▶ REQUESTS:
1. How would this sentence from the Nasdaq rule-change notice read in Spanish: "Nasdaq proposes to modify an initial listing standard for the Nasdaq Global Select Market."?
2. Can you extend the Nasdaq rule-change notice past its last sentence, keeping its regulatory style?
**** EXCERPTED TEXT ****
Pursuant to Section 19(b)(1) of the Securities Exchange Act of 1934 (“Act”), [1] and Rule 19b-4 thereunder, [2] notice is hereby given that on April 1, 2011, The NASDAQ Stock Market LLC (“Nasdaq”) filed with the Securities and Exchange Commission (“Commission”) the proposed rule change as described in Items I and III below, which Items have been prepared by Nasdaq. Nasdaq has designated the proposed rule change as effecting a change described under Rule 19b-4(f)(6) under the Act, [3] which renders the proposal effective upon filing with the Commission. The Commission is publishing this notice to solicit comments on the proposed rule change from interested persons.

I. Self-Regulatory Organization's Statement of the Terms of the Substance of the Proposed Rule Change Back to Top

Nasdaq proposes to modify an initial listing standard for the Nasdaq Global Select Market. Nasdaq will implement the proposed rule change immediately.

The text of the proposed rule change is below. Proposed new language is in italics; proposed deletions are in brackets. [4]

5310. Definitions and Computations

(a)-(i) No change.

(j) In computing total assets and stockholders' equity for purposes of Rule 5315(f)(3)(D), Nasdaq will rely on a Company's most recent publicly reported financial statements subject to the adjustments described below:

(1) Application of Use of Proceeds—If a company is in registration with the SEC and is in the process of an equity offering, adjustments should be made to reflect the net proceeds of that offering, and the specified intended application(s) of such proceeds to:

(A) Pay off existing debt or other financial instruments: The adjustment will include elimination of the actual historical interest expense on debt or other financial instruments classified as liabilities under generally accepted accounting principles being retired with offering proceeds of all relevant periods or by conversion into common stock at the time of an initial public offering occurring in conjunction with the company's listing. If the event giving rise to the adjustment occurred during a time-period such that pro forma amounts are not set forth in the SEC registration statement (typically, the pro forma effect of repayment of debt will be provided in the current registration statement only with respect to the last fiscal year plus any interim period in accordance with SEC rules), the company must prepare the relevant adjusted financial data to reflect the adjustment to its historical financial data, and its outside audit firm must provide a report of having applied agreed-upon procedures with respect to such adjustments. Such report must be prepared in accordance with the standards established by the American Institute of Certified Public Accountants.
**** EXTRACTED INFORMATION ****
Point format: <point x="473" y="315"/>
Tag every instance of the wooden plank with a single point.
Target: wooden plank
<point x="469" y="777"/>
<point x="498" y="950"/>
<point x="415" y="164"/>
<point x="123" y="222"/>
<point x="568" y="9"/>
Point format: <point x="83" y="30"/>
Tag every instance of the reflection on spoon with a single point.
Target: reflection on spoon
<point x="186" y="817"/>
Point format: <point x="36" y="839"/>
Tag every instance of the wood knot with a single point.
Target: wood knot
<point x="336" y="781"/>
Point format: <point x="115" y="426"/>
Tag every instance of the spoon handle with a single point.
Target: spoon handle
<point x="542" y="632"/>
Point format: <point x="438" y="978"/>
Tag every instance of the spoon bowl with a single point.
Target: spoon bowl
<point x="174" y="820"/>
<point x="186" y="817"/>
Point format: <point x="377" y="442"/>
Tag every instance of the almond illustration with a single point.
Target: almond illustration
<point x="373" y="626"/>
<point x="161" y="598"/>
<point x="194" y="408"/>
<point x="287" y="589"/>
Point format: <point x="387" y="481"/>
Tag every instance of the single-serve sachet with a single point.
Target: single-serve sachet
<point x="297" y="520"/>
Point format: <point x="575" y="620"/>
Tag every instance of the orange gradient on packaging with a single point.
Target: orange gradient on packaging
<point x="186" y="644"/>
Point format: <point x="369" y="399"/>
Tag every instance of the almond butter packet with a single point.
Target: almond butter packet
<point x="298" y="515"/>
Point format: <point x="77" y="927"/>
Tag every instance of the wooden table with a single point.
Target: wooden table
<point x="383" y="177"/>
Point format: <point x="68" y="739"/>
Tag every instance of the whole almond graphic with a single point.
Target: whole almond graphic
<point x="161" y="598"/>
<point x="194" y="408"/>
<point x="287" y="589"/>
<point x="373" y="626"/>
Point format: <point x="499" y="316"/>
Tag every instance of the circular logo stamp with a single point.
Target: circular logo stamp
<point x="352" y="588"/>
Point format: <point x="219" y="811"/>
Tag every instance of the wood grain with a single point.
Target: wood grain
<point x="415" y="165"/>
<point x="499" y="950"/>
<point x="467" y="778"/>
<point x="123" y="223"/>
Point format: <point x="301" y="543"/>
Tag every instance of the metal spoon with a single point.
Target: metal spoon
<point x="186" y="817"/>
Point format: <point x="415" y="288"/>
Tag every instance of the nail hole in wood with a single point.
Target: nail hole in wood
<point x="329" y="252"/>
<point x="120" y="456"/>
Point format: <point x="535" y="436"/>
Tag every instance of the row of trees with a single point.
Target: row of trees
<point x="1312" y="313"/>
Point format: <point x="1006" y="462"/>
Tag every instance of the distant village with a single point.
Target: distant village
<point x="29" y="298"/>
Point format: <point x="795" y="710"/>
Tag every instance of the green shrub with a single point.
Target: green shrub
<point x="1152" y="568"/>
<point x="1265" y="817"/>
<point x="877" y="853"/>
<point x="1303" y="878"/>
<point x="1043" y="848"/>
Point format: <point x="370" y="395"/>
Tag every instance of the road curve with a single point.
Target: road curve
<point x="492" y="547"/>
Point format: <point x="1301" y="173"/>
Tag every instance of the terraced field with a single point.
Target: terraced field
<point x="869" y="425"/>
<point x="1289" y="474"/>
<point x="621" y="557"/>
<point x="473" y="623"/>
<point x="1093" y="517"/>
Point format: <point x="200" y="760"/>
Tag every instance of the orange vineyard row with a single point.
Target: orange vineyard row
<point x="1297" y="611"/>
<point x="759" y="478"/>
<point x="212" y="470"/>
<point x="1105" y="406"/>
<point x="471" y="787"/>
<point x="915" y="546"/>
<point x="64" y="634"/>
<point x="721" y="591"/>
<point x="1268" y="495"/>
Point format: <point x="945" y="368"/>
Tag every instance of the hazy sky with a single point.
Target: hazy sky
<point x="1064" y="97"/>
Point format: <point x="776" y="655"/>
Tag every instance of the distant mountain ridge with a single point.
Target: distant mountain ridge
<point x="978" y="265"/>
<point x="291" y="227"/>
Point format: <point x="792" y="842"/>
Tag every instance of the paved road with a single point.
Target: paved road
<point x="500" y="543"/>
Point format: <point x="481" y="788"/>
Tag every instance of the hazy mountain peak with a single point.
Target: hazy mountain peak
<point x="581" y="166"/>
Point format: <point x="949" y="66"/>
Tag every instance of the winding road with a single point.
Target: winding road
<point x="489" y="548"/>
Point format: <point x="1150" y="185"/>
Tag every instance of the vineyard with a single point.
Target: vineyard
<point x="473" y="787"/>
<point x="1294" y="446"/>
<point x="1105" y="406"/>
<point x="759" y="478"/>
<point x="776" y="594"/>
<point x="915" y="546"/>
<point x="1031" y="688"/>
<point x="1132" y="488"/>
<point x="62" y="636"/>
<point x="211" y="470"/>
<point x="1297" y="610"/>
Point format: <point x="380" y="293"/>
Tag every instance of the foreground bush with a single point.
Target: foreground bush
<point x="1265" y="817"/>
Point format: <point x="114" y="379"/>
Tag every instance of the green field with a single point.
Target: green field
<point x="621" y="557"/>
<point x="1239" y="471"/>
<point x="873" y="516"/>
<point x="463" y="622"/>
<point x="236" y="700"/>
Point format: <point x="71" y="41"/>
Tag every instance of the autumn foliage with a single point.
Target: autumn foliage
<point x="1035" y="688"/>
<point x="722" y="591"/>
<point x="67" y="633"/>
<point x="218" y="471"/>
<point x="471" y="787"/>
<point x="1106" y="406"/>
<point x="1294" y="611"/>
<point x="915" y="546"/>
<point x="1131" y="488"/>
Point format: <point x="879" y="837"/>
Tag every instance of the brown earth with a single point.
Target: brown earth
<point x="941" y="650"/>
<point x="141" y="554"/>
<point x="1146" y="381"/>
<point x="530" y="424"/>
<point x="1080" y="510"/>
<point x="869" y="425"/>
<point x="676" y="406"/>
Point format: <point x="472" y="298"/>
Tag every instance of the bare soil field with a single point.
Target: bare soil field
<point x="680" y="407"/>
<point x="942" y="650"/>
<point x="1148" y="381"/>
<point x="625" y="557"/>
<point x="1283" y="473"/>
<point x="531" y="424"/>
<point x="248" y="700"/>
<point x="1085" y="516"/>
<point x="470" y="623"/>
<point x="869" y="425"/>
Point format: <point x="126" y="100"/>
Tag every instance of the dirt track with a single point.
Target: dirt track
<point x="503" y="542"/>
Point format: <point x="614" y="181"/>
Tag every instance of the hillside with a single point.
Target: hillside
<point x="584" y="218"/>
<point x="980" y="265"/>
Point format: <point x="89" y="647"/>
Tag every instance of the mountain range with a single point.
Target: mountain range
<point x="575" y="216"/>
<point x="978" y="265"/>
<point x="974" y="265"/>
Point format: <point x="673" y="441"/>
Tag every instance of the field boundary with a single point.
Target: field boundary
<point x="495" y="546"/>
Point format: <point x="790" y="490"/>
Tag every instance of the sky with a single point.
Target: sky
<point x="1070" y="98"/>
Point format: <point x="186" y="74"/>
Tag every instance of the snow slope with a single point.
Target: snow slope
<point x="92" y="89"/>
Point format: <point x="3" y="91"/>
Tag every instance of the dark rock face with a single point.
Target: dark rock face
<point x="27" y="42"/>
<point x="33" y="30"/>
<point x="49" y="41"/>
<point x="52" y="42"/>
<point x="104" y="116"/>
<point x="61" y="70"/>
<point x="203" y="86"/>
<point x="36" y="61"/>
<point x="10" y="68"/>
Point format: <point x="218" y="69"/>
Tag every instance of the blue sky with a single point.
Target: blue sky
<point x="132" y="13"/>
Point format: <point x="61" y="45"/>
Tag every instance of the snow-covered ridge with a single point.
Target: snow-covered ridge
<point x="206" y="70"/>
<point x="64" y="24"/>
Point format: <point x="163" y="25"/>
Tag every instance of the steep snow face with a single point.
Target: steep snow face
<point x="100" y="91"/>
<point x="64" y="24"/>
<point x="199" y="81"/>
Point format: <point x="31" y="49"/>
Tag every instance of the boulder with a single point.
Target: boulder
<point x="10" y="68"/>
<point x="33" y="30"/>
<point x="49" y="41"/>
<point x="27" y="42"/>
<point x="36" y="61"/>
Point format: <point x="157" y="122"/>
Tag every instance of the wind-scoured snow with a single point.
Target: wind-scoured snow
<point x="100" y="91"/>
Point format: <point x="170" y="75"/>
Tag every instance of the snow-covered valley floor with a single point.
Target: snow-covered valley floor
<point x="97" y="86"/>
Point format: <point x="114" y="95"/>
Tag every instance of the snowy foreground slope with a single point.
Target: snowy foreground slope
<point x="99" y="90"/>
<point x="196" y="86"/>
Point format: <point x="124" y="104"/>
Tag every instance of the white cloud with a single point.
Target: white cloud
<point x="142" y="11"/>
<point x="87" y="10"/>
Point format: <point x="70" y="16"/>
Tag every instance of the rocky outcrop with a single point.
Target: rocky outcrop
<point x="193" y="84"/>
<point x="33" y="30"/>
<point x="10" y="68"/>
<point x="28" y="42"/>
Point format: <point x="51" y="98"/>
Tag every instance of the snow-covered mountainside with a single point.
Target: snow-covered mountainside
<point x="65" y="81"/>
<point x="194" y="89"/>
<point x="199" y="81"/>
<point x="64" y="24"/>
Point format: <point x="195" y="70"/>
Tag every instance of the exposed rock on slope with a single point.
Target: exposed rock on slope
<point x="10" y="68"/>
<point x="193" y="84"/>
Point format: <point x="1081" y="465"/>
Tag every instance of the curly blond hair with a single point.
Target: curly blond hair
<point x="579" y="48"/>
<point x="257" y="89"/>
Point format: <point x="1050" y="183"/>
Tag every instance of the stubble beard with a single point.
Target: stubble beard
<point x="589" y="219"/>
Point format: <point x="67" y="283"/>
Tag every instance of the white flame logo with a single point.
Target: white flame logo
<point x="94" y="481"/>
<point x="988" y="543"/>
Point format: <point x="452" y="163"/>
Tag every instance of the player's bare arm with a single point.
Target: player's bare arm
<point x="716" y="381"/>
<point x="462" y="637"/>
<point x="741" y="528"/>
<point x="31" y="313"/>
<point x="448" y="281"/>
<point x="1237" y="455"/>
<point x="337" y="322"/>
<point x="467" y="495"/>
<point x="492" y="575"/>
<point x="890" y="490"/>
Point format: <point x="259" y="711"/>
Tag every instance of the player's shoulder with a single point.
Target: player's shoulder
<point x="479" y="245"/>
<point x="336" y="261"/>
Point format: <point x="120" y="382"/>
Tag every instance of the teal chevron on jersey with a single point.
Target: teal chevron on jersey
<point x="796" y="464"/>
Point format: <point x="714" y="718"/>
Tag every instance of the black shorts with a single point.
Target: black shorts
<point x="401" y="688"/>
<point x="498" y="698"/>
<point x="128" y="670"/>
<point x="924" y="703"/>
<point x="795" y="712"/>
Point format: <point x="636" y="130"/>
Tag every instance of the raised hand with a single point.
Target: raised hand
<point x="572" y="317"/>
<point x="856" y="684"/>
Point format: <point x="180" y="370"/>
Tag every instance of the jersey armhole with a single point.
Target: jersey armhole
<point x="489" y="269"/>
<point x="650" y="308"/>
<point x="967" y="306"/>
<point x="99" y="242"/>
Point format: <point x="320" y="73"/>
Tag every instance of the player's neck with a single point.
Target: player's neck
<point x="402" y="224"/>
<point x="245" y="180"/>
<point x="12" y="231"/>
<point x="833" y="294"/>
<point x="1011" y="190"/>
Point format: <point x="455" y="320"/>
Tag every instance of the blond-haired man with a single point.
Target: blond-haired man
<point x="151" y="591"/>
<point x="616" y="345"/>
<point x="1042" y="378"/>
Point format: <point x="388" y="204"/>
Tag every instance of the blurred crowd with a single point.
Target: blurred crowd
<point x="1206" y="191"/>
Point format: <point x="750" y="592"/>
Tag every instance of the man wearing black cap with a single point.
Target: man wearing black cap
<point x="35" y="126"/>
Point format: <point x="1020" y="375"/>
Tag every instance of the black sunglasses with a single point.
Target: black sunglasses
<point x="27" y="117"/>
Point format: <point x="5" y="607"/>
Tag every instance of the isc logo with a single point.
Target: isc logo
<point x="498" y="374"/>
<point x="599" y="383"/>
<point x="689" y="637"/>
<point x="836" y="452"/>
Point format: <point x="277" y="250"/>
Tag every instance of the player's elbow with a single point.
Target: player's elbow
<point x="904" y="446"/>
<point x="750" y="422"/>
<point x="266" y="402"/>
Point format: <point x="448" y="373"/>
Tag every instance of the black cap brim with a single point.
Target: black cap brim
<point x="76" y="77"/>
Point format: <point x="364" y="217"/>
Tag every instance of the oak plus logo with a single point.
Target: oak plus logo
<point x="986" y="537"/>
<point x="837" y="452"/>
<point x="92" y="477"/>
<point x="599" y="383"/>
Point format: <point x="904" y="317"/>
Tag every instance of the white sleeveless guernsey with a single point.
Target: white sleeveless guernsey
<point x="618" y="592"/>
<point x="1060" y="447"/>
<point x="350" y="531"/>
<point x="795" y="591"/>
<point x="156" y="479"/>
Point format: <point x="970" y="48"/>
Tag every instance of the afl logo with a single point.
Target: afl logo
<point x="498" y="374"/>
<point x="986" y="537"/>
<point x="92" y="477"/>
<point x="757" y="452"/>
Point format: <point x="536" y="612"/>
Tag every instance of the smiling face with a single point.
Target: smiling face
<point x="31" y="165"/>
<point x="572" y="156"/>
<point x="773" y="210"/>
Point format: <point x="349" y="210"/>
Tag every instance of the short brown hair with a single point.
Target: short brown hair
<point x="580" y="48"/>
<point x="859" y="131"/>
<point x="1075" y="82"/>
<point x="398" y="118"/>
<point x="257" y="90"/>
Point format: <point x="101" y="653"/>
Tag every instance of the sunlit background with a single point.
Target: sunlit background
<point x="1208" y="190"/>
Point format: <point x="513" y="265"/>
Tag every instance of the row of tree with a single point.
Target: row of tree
****
▶ RESPONSES:
1. Nasdaq propone modificar una norma de cotización inicial para el Nasdaq Global Select Market.

2.
(B) Fund an acquisition:

(i) The adjustments will include those applicable with respect to acquisition(s) to be funded with the proceeds. Adjustments will be made that are disclosed as such in accordance with Rule 3-05 “Financial Statements of Business Acquired or to be Acquired” and Article 11 of Regulation S-X. Adjustments will be made for all the relevant periods for those acquisitions for which historical financial information of the acquiree is required to be disclosed in the SEC registration statement; and (ii) Adjustments applicable to any period for which pro forma numbers are not set forth in the registration statement shall be accompanied by the relevant adjusted financial data to combine the historical results of the acquiree (or relevant portion thereof) and acquiror, as disclosed in the company's SEC filing. Under SEC rules, the number of periods disclosed depends upon the significance level of the acquiree to the acquiror. The adjustments will include those necessary to reflect (a) the allocation of the purchase price, including adjusting assets and liabilities of the acquiree to fair value recognizing any intangibles (and associated amortization and depreciation), and (b) the effects of additional financing to complete the acquisition. The company must prepare the relevant adjusted financial data to reflect the adjustment to its historical financial data, and its outside audit firm must provide a report of having applied agreed-upon procedures with respect to such adjustments. Such report must be prepared in accordance with the standards established by the American Institute of Certified Public Accountants.

(2) Acquisitions and Dispositions—In instances other than acquisitions (and related dispositions of part of the acquiree) funded with the use of proceeds, adjustments will be made for those acquisitions and dispositions that are disclosed as such in a company's financial statements in accordance with Rule 3-05 “Financial Statements of Business Acquired or to be Acquired” and Article 11 of Regulation S-X. If the disclosure does not specify pre-tax earnings from continuing operations, minority interest, and equity in the earnings or losses of investees, then such data must be prepared by the company's outside audit firm for the Exchange's consideration. In this regard, the audit firm would have to issue an independent accountant's report on applying agreed-upon procedures in accordance with the standards established by the American Institute of Certified Public Accountants.

5315. Initial Listing Requirements for Primary Equity Securities

Rule 5310 provides guidance about computations made under this Rule 5315.

(a)—(e) No change.

(f)

(1)-(2) No change

(3) Valuation Requirement

A Company, other than a closed end management investment company, shall meet the requirements of sub-paragraph (A), (B), (C), or (D) below:

(A)-(C) No change.

(D) (i) Market capitalization of at least $160 million, (ii) total assets of at least $80 million [for the most recently completed fiscal year], and (iii) stockholders' equity of at least $55 million.

* * * * *

II. Self-Regulatory Organization's Statement of the Purpose of, and Statutory Basis for, the Proposed Rule Change Back to Top

In its filing with the Commission, Nasdaq included statements concerning the purpose of and basis for the proposed rule change and discussed any comments it received on the proposed rule change. The text of these statements may be examined at the places specified in Item IV below. Nasdaq has prepared summaries, set forth in Sections A, B, and C below, of the most significant aspects of such statements.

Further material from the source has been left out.